::: DATA PROVIDED
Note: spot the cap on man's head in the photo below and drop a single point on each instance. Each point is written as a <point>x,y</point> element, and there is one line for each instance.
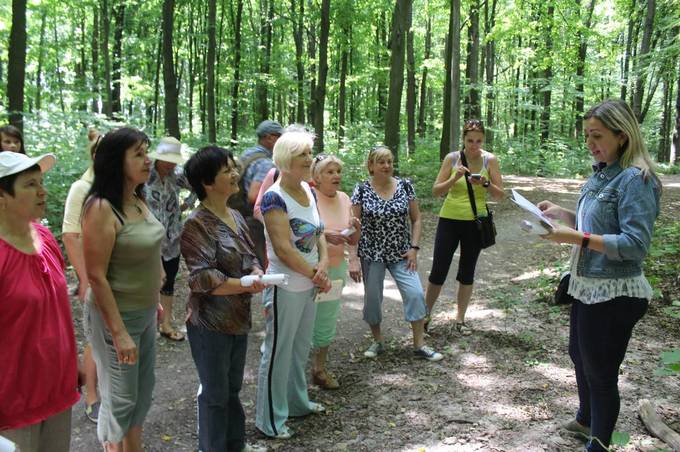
<point>15,162</point>
<point>268,127</point>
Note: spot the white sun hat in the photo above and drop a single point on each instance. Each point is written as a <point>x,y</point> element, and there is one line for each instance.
<point>15,162</point>
<point>169,149</point>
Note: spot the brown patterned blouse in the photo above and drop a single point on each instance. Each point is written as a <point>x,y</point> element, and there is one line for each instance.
<point>213,252</point>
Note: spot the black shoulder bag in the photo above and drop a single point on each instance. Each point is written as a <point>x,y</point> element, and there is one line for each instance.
<point>485,226</point>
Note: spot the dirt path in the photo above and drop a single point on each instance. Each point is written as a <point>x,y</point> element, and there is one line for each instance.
<point>505,387</point>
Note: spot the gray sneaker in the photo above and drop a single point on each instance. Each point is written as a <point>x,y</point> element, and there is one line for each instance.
<point>374,350</point>
<point>92,411</point>
<point>427,353</point>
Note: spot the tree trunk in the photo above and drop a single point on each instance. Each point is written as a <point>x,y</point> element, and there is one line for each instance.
<point>472,106</point>
<point>298,31</point>
<point>644,50</point>
<point>237,72</point>
<point>169,77</point>
<point>402,8</point>
<point>60,80</point>
<point>16,64</point>
<point>490,66</point>
<point>261,89</point>
<point>629,50</point>
<point>580,69</point>
<point>319,99</point>
<point>118,27</point>
<point>454,132</point>
<point>342,95</point>
<point>311,52</point>
<point>157,83</point>
<point>410,84</point>
<point>41,58</point>
<point>210,69</point>
<point>676,135</point>
<point>423,82</point>
<point>96,73</point>
<point>547,76</point>
<point>445,142</point>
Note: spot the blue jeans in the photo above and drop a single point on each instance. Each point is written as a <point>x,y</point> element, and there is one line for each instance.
<point>598,339</point>
<point>220,359</point>
<point>408,284</point>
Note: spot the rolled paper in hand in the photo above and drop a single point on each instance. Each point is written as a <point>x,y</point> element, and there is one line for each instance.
<point>349,231</point>
<point>278,279</point>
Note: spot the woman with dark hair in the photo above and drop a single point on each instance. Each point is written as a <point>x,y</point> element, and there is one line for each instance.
<point>218,251</point>
<point>456,219</point>
<point>121,245</point>
<point>39,376</point>
<point>611,231</point>
<point>11,139</point>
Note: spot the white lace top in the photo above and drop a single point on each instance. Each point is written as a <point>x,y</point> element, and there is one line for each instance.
<point>598,290</point>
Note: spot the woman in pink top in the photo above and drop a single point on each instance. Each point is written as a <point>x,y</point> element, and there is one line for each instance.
<point>335,209</point>
<point>39,376</point>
::::::
Lay out the lines above as a Markdown table with the columns "Row" and "Line," giving each line a row number and skipping blank lines. Include every line except the picture.

- [COMPLETED EXERCISE]:
| Row | Line |
|---|---|
| 1 | Note: spot the cap on man's head in the photo below and drop a single point on each instance. Each point is written as a <point>x,y</point> element, and there is one line for each instance. |
| 2 | <point>15,162</point> |
| 3 | <point>268,127</point> |
| 4 | Note: spot the white sun hat in the photo above and drop a single point on each instance. Each point is written as a <point>x,y</point> element, and there is one line for each instance. |
| 5 | <point>15,162</point> |
| 6 | <point>169,149</point> |
| 7 | Note: spot the brown patterned blouse in the photo above and drop a single point on each instance. Each point is written as a <point>x,y</point> element, and there is one line for each instance. |
| 8 | <point>213,252</point> |
| 9 | Note: spot the black shoulder bag in the photo above and drop a single point on each instance. Each point is written as a <point>x,y</point> element, and there is one line for each instance. |
| 10 | <point>485,226</point> |
| 11 | Note: spot the dirt path in the photo above and drop a single point on each instance. Each point is written as a <point>x,y</point> element, and there is one line for each instance. |
| 12 | <point>505,387</point> |
| 13 | Note: spot the gray sneaker in the photo above and drop a single point on each instance. Each point is written as a <point>x,y</point> element, and there is one line for each instance. |
| 14 | <point>374,350</point> |
| 15 | <point>92,411</point> |
| 16 | <point>427,353</point> |
| 17 | Note: spot the tree trunk in the photo above and drop a single point on each instance. Each point is written as a <point>x,y</point> element, and there is one line for each instance. |
| 18 | <point>472,106</point> |
| 19 | <point>298,31</point> |
| 20 | <point>644,50</point> |
| 21 | <point>237,72</point> |
| 22 | <point>169,77</point> |
| 23 | <point>402,8</point> |
| 24 | <point>60,80</point> |
| 25 | <point>16,64</point> |
| 26 | <point>490,66</point> |
| 27 | <point>261,89</point> |
| 28 | <point>629,50</point> |
| 29 | <point>580,69</point> |
| 30 | <point>319,99</point> |
| 31 | <point>118,27</point> |
| 32 | <point>454,132</point> |
| 33 | <point>342,95</point> |
| 34 | <point>311,52</point> |
| 35 | <point>157,83</point> |
| 36 | <point>410,84</point> |
| 37 | <point>41,58</point> |
| 38 | <point>210,69</point> |
| 39 | <point>676,135</point> |
| 40 | <point>423,82</point> |
| 41 | <point>96,73</point> |
| 42 | <point>547,76</point> |
| 43 | <point>445,142</point> |
| 44 | Note: spot the blue jeans in the photo above and drop a single point on each instance. Each point is written as a <point>x,y</point> element, and there is one line for each instance. |
| 45 | <point>598,339</point> |
| 46 | <point>220,359</point> |
| 47 | <point>408,284</point> |
| 48 | Note: spot the rolled paper in hand in the photo above and drop a single point on each instance. Each point is written as a <point>x,y</point> element, and there is one line for each instance. |
| 49 | <point>349,231</point> |
| 50 | <point>278,279</point> |
| 51 | Note: spot the woman with dark hair in the photo above and drop a single point on each instance. Each point is written as a <point>x,y</point> element, and there is one line for each instance. |
| 52 | <point>218,251</point> |
| 53 | <point>456,219</point> |
| 54 | <point>121,245</point> |
| 55 | <point>39,376</point> |
| 56 | <point>611,231</point> |
| 57 | <point>11,139</point> |
| 58 | Note: spot the white lace top in the photo above and drop a single point on each instance. Each point is written as a <point>x,y</point> element, and there is one line for each instance. |
| 59 | <point>598,290</point> |
| 60 | Note: spot the woman in pink top in the photo above and drop a single point on each instance. Each point is written as a <point>x,y</point> element, and there is one line for each instance. |
| 61 | <point>335,209</point> |
| 62 | <point>39,376</point> |